Rewrite every item below, changing "quickstart" to "tutorial" wherever it occurs and leaving all other text untouched.

Extracted data entries:

====

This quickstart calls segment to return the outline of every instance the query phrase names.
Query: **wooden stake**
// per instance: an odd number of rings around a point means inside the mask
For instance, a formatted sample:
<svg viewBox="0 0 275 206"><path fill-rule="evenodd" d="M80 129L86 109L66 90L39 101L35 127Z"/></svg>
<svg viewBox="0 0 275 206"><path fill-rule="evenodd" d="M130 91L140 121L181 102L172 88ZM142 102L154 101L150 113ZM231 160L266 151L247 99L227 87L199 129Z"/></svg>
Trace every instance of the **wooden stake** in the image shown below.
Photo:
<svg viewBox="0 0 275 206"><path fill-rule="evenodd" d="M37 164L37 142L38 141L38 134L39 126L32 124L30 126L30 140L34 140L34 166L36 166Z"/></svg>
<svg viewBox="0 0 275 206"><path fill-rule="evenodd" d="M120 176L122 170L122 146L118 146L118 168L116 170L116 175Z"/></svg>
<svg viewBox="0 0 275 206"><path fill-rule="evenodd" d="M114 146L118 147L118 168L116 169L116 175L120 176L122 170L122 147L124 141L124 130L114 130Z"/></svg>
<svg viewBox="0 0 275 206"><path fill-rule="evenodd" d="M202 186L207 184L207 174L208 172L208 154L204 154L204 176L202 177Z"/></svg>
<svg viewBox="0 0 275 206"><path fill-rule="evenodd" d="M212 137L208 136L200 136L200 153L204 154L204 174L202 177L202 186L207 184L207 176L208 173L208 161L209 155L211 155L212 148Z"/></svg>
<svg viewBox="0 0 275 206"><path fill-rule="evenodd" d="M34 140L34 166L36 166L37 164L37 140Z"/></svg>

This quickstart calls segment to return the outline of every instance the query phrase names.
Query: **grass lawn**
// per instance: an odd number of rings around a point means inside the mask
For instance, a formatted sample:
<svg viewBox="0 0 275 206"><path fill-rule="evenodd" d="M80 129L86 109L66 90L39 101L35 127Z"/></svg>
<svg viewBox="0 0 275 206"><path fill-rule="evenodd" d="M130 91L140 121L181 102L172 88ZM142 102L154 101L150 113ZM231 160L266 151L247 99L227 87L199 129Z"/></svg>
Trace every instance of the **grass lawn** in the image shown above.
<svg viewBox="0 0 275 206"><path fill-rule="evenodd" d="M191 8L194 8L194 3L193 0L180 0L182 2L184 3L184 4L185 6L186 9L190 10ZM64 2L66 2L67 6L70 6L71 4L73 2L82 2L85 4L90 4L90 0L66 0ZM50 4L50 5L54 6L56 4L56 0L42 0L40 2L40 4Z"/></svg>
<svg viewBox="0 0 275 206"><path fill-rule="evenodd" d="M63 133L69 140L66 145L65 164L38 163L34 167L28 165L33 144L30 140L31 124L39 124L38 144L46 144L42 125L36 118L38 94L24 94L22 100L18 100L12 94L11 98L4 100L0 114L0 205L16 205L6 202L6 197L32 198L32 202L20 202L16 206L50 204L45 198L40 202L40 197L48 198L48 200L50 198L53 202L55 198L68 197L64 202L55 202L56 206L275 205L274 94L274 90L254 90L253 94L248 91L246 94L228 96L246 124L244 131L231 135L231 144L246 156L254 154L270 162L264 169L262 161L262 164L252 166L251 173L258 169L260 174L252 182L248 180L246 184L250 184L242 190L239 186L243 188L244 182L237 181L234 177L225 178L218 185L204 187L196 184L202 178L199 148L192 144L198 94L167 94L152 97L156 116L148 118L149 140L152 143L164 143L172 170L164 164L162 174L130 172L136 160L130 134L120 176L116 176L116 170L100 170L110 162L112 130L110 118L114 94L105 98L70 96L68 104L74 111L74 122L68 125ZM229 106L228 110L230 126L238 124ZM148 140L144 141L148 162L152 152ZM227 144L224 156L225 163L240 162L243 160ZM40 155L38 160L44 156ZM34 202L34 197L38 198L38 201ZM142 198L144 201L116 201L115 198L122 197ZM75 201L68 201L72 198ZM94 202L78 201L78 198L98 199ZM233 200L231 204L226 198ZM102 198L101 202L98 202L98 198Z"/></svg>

====

*FINAL RESULT:*
This tutorial calls segment to return the outline of every instance the query phrase names.
Query: **wooden stake**
// per instance: an odd number of rings around a point means inside the mask
For instance, a formatted sample:
<svg viewBox="0 0 275 206"><path fill-rule="evenodd" d="M80 129L86 109L66 90L39 101L35 127Z"/></svg>
<svg viewBox="0 0 275 206"><path fill-rule="evenodd" d="M130 91L140 121L181 102L172 88ZM142 102L154 101L150 113ZM231 160L266 151L247 99L227 87L199 129Z"/></svg>
Trace every instance of the **wooden stake** in the image shown below.
Photo:
<svg viewBox="0 0 275 206"><path fill-rule="evenodd" d="M37 164L37 142L38 141L38 134L39 126L32 124L30 126L30 140L34 140L34 166L36 166Z"/></svg>
<svg viewBox="0 0 275 206"><path fill-rule="evenodd" d="M120 176L122 170L122 146L118 146L118 168L116 170L116 175Z"/></svg>
<svg viewBox="0 0 275 206"><path fill-rule="evenodd" d="M114 146L118 147L118 168L116 169L116 175L120 176L122 170L122 147L124 141L124 130L114 130Z"/></svg>
<svg viewBox="0 0 275 206"><path fill-rule="evenodd" d="M202 186L207 184L207 174L208 172L208 154L204 154L204 176L202 177Z"/></svg>
<svg viewBox="0 0 275 206"><path fill-rule="evenodd" d="M212 137L208 136L200 136L200 153L204 154L204 174L202 177L202 186L207 184L207 176L208 173L208 161L209 155L211 155L212 148Z"/></svg>
<svg viewBox="0 0 275 206"><path fill-rule="evenodd" d="M34 140L34 166L36 166L37 164L37 140Z"/></svg>

This tutorial calls segment to return the outline of every instance the query phrase names.
Query: **grass lawn**
// per instance: an odd number of rings around a point means inside the mask
For instance, a formatted sample:
<svg viewBox="0 0 275 206"><path fill-rule="evenodd" d="M80 129L86 109L66 90L39 101L35 127Z"/></svg>
<svg viewBox="0 0 275 206"><path fill-rule="evenodd" d="M130 91L140 121L181 102L172 88ZM142 102L154 101L150 113ZM231 160L266 151L247 99L227 87L199 129Z"/></svg>
Trace every instance of the **grass lawn** in the image shown above.
<svg viewBox="0 0 275 206"><path fill-rule="evenodd" d="M191 8L194 8L194 3L193 0L180 0L182 2L184 3L184 4L185 6L186 9L190 10ZM64 2L66 2L67 6L70 6L71 4L73 2L82 2L85 4L90 4L90 0L66 0ZM50 4L50 5L54 6L56 4L56 0L42 0L40 2L40 4Z"/></svg>
<svg viewBox="0 0 275 206"><path fill-rule="evenodd" d="M63 133L69 140L66 145L65 164L38 163L34 167L28 165L33 144L30 140L31 124L39 124L38 144L46 144L42 125L36 118L38 94L24 94L22 100L18 100L12 94L11 98L4 100L0 114L0 205L16 205L6 202L6 197L32 198L32 202L20 202L16 206L50 204L45 198L40 202L40 197L48 198L48 200L50 198L53 202L55 198L68 197L64 202L55 202L56 206L275 205L274 94L274 90L254 90L253 94L248 91L246 94L228 96L246 124L244 131L231 135L231 144L246 156L254 154L270 162L264 169L262 161L262 164L252 166L251 173L258 169L260 174L252 182L248 180L246 184L250 184L242 190L239 186L243 188L244 182L237 181L234 177L225 178L218 185L204 187L196 184L202 178L199 148L192 144L198 94L167 94L152 97L156 116L148 118L149 140L152 143L164 143L172 170L164 164L162 174L130 172L136 160L130 134L120 176L116 176L116 170L100 170L110 162L112 130L110 118L114 94L105 98L70 96L68 104L74 111L74 122L68 125ZM229 106L228 110L230 126L238 124ZM148 140L144 141L148 162L152 152ZM227 144L224 156L225 163L240 162L243 160ZM40 155L38 160L44 156ZM34 202L34 197L38 198L38 201ZM142 198L144 201L116 201L115 198L122 197ZM75 201L68 201L72 198ZM94 202L78 201L78 198L98 199ZM233 200L231 204L226 198ZM102 198L101 202L98 202L98 198Z"/></svg>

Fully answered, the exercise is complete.